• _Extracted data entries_
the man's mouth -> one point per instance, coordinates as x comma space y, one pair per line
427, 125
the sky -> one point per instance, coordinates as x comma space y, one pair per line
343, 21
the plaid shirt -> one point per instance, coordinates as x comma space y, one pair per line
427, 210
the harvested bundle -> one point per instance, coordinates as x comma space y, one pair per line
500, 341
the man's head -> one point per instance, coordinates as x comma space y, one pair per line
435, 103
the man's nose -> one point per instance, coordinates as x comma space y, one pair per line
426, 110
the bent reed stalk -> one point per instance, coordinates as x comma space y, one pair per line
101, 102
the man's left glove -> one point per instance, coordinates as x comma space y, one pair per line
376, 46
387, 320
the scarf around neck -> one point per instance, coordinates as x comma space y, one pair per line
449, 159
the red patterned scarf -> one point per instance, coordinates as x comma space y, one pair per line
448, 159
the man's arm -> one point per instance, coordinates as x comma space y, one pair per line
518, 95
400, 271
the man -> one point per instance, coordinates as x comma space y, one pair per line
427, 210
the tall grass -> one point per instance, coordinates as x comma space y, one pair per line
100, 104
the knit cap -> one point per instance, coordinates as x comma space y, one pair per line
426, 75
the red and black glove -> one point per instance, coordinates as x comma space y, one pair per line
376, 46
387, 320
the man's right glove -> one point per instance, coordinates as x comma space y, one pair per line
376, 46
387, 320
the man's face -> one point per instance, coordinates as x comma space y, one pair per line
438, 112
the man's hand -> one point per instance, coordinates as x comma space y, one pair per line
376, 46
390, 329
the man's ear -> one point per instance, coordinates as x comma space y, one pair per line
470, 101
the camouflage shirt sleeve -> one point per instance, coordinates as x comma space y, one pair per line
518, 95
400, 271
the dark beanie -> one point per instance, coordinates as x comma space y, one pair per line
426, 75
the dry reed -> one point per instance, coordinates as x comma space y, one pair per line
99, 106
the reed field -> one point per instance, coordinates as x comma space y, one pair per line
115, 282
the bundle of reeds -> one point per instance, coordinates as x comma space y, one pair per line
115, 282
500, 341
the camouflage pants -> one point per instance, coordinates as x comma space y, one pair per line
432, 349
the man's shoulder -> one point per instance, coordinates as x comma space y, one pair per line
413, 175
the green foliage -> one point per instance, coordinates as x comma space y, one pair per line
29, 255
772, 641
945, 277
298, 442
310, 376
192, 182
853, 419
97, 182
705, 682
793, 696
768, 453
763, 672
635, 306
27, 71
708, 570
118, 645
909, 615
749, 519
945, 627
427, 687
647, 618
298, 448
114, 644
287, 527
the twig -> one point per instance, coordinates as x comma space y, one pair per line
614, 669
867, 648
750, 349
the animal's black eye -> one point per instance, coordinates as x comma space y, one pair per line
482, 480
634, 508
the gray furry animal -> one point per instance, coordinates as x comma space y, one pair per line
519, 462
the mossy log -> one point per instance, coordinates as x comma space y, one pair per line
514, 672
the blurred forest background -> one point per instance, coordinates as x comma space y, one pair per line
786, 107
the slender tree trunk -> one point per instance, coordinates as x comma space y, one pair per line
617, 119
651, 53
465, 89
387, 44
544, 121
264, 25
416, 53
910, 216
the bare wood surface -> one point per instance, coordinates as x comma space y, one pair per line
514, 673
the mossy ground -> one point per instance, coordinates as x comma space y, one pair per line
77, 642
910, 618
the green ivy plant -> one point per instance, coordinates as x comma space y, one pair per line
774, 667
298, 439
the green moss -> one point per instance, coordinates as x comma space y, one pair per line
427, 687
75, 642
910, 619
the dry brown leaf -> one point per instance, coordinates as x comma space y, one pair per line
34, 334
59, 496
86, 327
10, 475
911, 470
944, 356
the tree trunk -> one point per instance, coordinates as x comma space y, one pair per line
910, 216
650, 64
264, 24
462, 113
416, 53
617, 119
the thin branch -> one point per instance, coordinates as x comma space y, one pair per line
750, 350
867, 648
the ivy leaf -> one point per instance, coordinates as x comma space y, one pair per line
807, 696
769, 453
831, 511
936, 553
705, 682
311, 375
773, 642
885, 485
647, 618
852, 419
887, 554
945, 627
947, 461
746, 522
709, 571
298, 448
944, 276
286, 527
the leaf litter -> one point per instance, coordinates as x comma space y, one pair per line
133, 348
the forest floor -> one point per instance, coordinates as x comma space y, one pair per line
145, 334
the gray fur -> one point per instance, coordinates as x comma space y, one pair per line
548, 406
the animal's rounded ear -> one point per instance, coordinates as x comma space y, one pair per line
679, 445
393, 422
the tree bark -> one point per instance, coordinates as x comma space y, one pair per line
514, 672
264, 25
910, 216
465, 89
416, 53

• _TASK BRIEF_
Write out every entry exactly as given.

• _SOLUTION_
the man's mouth -> one point per instance, coordinates as x comma space y, one pair per line
427, 125
the sky -> one point per instance, coordinates as x comma space y, one pair per line
343, 21
the plaid shirt -> one point per instance, coordinates as x comma space y, one pair per line
427, 210
the harvested bundle -> one point per instance, coordinates as x comma space y, one pair per line
500, 341
the man's head -> one point per instance, coordinates as x comma space y, one pair per line
435, 103
the man's nose -> one point per instance, coordinates as x comma space y, one pair per line
426, 110
the bent reed stalk -> one point per instance, coordinates as x comma space y, one pair per line
101, 102
the man's left glove -> one point per instance, coordinates as x comma space y, one pair per line
376, 46
387, 320
the scarf around neck -> one point per instance, coordinates as x comma space y, one pair per line
449, 159
the red patterned scarf -> one point per instance, coordinates as x comma space y, one pair per line
448, 159
the man's arm -> one point per instance, coordinates as x comma space y, one pair per line
518, 95
400, 271
the man -> one point per instance, coordinates as x comma space y, one pair per line
427, 210
the tall grass -> one point per instance, coordinates as x comma space y, one pair per line
100, 104
the knit cap -> one point per instance, coordinates as x comma space y, one pair per line
426, 75
the red and black glove -> one point per instance, coordinates as x comma space y, one pair per line
376, 46
387, 320
the man's right glove -> one point per instance, coordinates as x comma space y, one pair per line
376, 46
387, 320
the man's face -> one point per instance, coordinates as x comma space y, one pair per line
438, 112
the man's hand -> one point per instance, coordinates as x comma space y, one pair per line
376, 46
390, 329
the man's ear -> one point per instance, coordinates as x comma space y, one pair per line
470, 101
the camouflage shirt sleeve -> one point per instance, coordinates as x comma space y, one pair per line
518, 95
400, 271
the dark beanie -> one point per instance, coordinates as x comma space y, one pair per line
426, 75
the dry reed -> one point per instance, coordinates as x comma space y, one pair per line
99, 106
the reed field -> one point per instance, coordinates as x comma space y, one pair per line
115, 282
the bundle of reeds -> one point per instance, coordinates as x comma space y, one pair per line
115, 282
500, 341
the camouflage pants -> one point per instance, coordinates as x comma space y, one pair per line
432, 349
the man's shoulder -> one point per instance, coordinates as x comma space y, one pair per line
413, 175
the green foliage -> one point per instance, coordinates as x comma space y, one pair per line
29, 255
772, 641
945, 277
298, 442
310, 376
192, 182
853, 419
97, 182
705, 682
793, 696
768, 453
763, 672
635, 306
27, 71
708, 570
118, 645
909, 615
749, 519
945, 627
427, 687
647, 618
298, 448
114, 644
287, 527
the twig -> one point per instance, coordinates as x comma space y, one pair per line
614, 669
867, 648
750, 349
the animal's black eye -> one point per instance, coordinates as x comma space y, one pair per line
482, 480
634, 508
the gray furry animal -> one point per instance, coordinates as x comma space y, one pair per line
519, 462
the mossy log -> one point per instance, coordinates as x comma space y, one pair per line
514, 672
the blurred forest background -> one point per instance, coordinates as x comma space y, one pair per line
786, 107
the slender tree trunk -> one point per instance, coordinates as x comma space y, one pair per line
617, 119
651, 53
465, 89
387, 44
544, 121
264, 25
416, 53
910, 216
the bare wood surface -> one point per instance, coordinates as x comma space y, one pair per line
514, 673
the mossy ground -> one point per instance, coordinates as x comma space y, one pair per line
77, 642
910, 618
the green ivy plant -> one point per instance, coordinates as x comma space y, one pair per line
774, 667
298, 439
the green moss -> one point per instance, coordinates as x comma space y, one pair per line
427, 687
75, 642
910, 619
the dry brown leaf -> one point per instance, coordinates as x comma space y, one pair per line
34, 334
59, 496
86, 327
10, 475
911, 470
944, 356
the tree trunk -> one point per instance, coordinates as x comma space y, one pair per line
910, 216
650, 64
264, 24
462, 113
416, 53
617, 119
the thin branch -> one point per instance, coordinates as x comma space y, one pair per line
750, 350
867, 648
the ivy leaf -> one point per instance, coordinates as x comma space y, one pair per line
807, 696
769, 453
831, 511
936, 553
705, 682
311, 375
773, 642
885, 485
647, 618
852, 419
887, 554
945, 627
947, 461
746, 522
709, 571
298, 448
944, 276
286, 527
the leaf litter -> one point per instance, coordinates as x comma space y, one pair per line
133, 348
the forest floor -> one point per instance, coordinates as x comma space y, one pair per line
145, 334
the gray fur -> one point per instance, coordinates as x comma space y, one pair per line
548, 406
the animal's rounded ear -> one point per instance, coordinates as x comma space y, one pair per line
679, 445
393, 422
the tree bark -> one point per instance, coordinates as x comma space y, one pair per line
514, 672
264, 25
910, 216
465, 89
416, 53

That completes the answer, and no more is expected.